#### Written exercise:
Copy everything from the start of the rows down to and including the line that contains "96 39 L 103", leaving out the pictures.

============

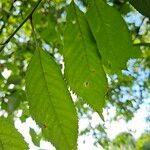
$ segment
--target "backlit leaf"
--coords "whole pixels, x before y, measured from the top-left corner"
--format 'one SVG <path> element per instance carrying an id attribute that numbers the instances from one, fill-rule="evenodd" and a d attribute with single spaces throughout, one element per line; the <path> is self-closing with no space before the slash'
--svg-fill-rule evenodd
<path id="1" fill-rule="evenodd" d="M 106 76 L 89 26 L 74 3 L 70 4 L 67 11 L 63 56 L 68 85 L 100 112 L 105 104 Z"/>
<path id="2" fill-rule="evenodd" d="M 77 116 L 61 71 L 37 49 L 28 67 L 26 91 L 30 112 L 57 150 L 76 150 Z"/>
<path id="3" fill-rule="evenodd" d="M 86 18 L 96 39 L 103 64 L 112 70 L 125 68 L 129 58 L 139 55 L 132 45 L 128 28 L 120 13 L 103 0 L 89 1 Z"/>

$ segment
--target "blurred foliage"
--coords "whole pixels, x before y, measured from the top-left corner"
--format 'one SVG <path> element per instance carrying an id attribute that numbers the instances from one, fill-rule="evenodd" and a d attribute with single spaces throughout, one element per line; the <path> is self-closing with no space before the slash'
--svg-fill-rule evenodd
<path id="1" fill-rule="evenodd" d="M 36 0 L 1 0 L 0 1 L 0 43 L 20 25 Z M 80 1 L 81 2 L 81 1 Z M 128 61 L 126 70 L 120 74 L 108 75 L 109 89 L 107 93 L 107 115 L 111 108 L 115 115 L 109 120 L 120 118 L 130 121 L 140 105 L 149 98 L 150 93 L 150 20 L 139 14 L 127 0 L 108 0 L 124 17 L 132 34 L 133 43 L 142 51 L 141 59 Z M 86 4 L 86 0 L 83 0 Z M 2 115 L 17 117 L 16 112 L 23 110 L 21 120 L 29 117 L 28 102 L 25 95 L 25 71 L 35 50 L 36 43 L 49 51 L 60 66 L 62 50 L 62 31 L 66 12 L 64 1 L 43 1 L 33 17 L 24 24 L 11 41 L 0 52 L 0 109 Z M 59 31 L 59 32 L 58 32 Z M 80 99 L 80 98 L 78 98 Z M 88 118 L 89 126 L 80 135 L 91 134 L 95 145 L 102 145 L 111 150 L 148 150 L 150 149 L 150 134 L 144 133 L 137 141 L 130 133 L 121 133 L 111 141 L 106 133 L 105 123 L 93 127 L 90 123 L 93 110 L 81 100 L 76 100 L 80 119 Z M 150 102 L 147 102 L 150 105 Z M 150 114 L 150 113 L 149 113 Z M 147 122 L 150 122 L 147 116 Z M 31 130 L 34 143 L 39 144 L 39 136 Z"/>

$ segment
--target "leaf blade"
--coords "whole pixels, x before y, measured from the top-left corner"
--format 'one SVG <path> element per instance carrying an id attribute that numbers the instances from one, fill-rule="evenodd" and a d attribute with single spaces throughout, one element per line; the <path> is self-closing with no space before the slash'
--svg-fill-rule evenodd
<path id="1" fill-rule="evenodd" d="M 107 80 L 96 43 L 84 15 L 74 3 L 69 5 L 67 14 L 63 51 L 65 77 L 71 89 L 100 113 L 105 105 Z"/>
<path id="2" fill-rule="evenodd" d="M 43 127 L 45 137 L 58 150 L 76 149 L 76 111 L 61 71 L 47 52 L 36 50 L 28 67 L 26 88 L 30 112 Z"/>
<path id="3" fill-rule="evenodd" d="M 20 150 L 27 149 L 23 137 L 12 125 L 9 119 L 0 118 L 0 149 Z"/>
<path id="4" fill-rule="evenodd" d="M 102 62 L 112 72 L 125 68 L 129 58 L 140 56 L 139 49 L 132 44 L 123 18 L 115 8 L 103 0 L 90 1 L 86 18 L 96 39 Z M 120 55 L 121 52 L 124 54 Z"/>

============

#### Solution:
$ segment
--target "backlit leaf"
--coords "whole pixels, x before y, measured from the top-left corner"
--format 'one SVG <path> element per instance carrying an id attribute that numbers the instances from one, fill-rule="evenodd" and a d attribute with single spaces throughout, one element per line; the <path> is self-closing with no space before the slash'
--svg-fill-rule evenodd
<path id="1" fill-rule="evenodd" d="M 106 76 L 89 26 L 74 3 L 70 4 L 67 11 L 63 56 L 68 85 L 100 112 L 105 104 Z"/>
<path id="2" fill-rule="evenodd" d="M 77 116 L 61 71 L 37 49 L 28 67 L 26 91 L 30 112 L 57 150 L 76 150 Z"/>
<path id="3" fill-rule="evenodd" d="M 86 18 L 96 39 L 103 64 L 112 70 L 125 68 L 129 58 L 139 55 L 132 45 L 128 28 L 120 13 L 103 0 L 89 1 Z"/>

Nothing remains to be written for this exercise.